● What is being asked
Convert the lines below into a Markdown table with two columns, Row and Line: number each line in the Row column and put its text in the Line column. Skip blank lines, and leave the pictures out of the table.

● Dataset entries
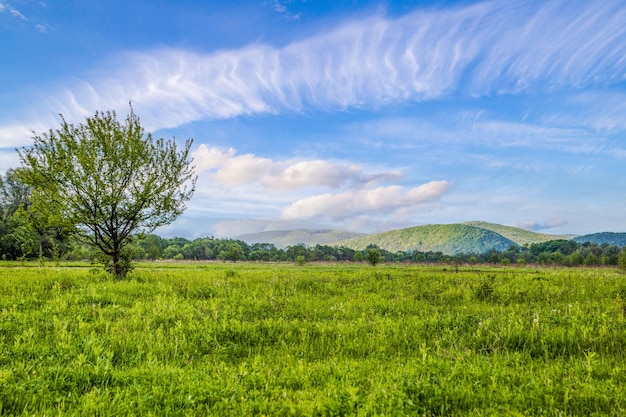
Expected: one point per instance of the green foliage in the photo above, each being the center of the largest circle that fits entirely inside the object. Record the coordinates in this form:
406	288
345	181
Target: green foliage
107	181
450	239
519	236
604	238
253	339
622	261
373	256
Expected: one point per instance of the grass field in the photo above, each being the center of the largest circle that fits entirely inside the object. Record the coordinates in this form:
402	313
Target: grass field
273	340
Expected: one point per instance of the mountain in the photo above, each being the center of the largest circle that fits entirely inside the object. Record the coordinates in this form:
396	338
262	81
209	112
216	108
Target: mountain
308	237
449	239
517	235
615	239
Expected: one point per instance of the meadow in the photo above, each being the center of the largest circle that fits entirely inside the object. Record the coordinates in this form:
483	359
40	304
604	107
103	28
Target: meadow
313	340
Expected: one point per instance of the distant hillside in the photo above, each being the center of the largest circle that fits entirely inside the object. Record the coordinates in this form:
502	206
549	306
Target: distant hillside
615	239
449	239
285	238
517	235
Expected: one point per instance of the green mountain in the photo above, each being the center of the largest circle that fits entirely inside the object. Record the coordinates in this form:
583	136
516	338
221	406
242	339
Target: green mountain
285	238
449	239
615	239
517	235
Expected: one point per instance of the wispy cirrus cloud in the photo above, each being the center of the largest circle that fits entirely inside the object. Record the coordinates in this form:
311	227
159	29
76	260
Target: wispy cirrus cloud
8	8
480	49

● Finished task
| Row | Line |
|---|---|
| 1 | Expected: one point per instance of the green foliage in the photo above, each being the center of the largest circle that fits entirely inside the object. Record the coordinates in this form: |
| 2 | 406	288 |
| 3 | 345	181 |
| 4 | Target: green foliage |
| 5 | 107	181 |
| 6 | 450	239 |
| 7 | 519	236 |
| 8 | 604	238 |
| 9 | 253	339 |
| 10 | 622	261 |
| 11 | 373	256 |
| 12 | Expected: one point per instance of the grass field in the photo above, each being the center of the largest circle that fits entirely inside the object. Record the coordinates in this form: |
| 13 | 402	313 |
| 14 | Target: grass field |
| 15 | 273	340 |
| 16 | Expected: one point per instance of the mountain in the photo above, each being the center of the largest circle that fits entirely inside the object. Record the coordinates in this form: |
| 17 | 396	338 |
| 18 | 262	81 |
| 19 | 209	112 |
| 20 | 216	108 |
| 21 | Target: mountain |
| 22 | 308	237 |
| 23 | 449	239 |
| 24 | 517	235 |
| 25 | 615	239 |
| 26 | Expected: one point per instance of the meadow in the photo above, each being the center of the largest circle that fits entirely inside the object. Record the coordinates in this form: |
| 27 | 483	359 |
| 28 | 40	304 |
| 29 | 604	107 |
| 30 | 103	28 |
| 31 | Target: meadow |
| 32 | 313	340 |
| 33 | Expected: one point per instance of the distant hillside in the photo above, each being the center of the largest circle that fits entirely inside the object. Record the coordinates in this form: |
| 34 | 502	206 |
| 35 | 549	306 |
| 36 | Target: distant hillside |
| 37 | 615	239 |
| 38 | 449	239 |
| 39 | 285	238 |
| 40 | 517	235 |
| 41 | Expected: one point per instance of the green mountain in the photo above, each being the center of the largest circle that fits entirely inside the object. Record the coordinates in this form: |
| 42 | 583	136 |
| 43 | 516	338 |
| 44 | 221	406 |
| 45 | 242	339 |
| 46 | Target: green mountain |
| 47 | 285	238 |
| 48 | 449	239 |
| 49 | 615	239 |
| 50 | 517	235 |
| 51 | Expected: one point per instance of the wispy cirrus cloud in the photo above, each being the center of the largest circle that fits entirely inside the object. Record the coordinates in this form: |
| 52 | 311	227 |
| 53 | 159	29 |
| 54 | 76	260 |
| 55 | Target: wispy cirrus cloud |
| 56 | 8	8 |
| 57 | 480	49 |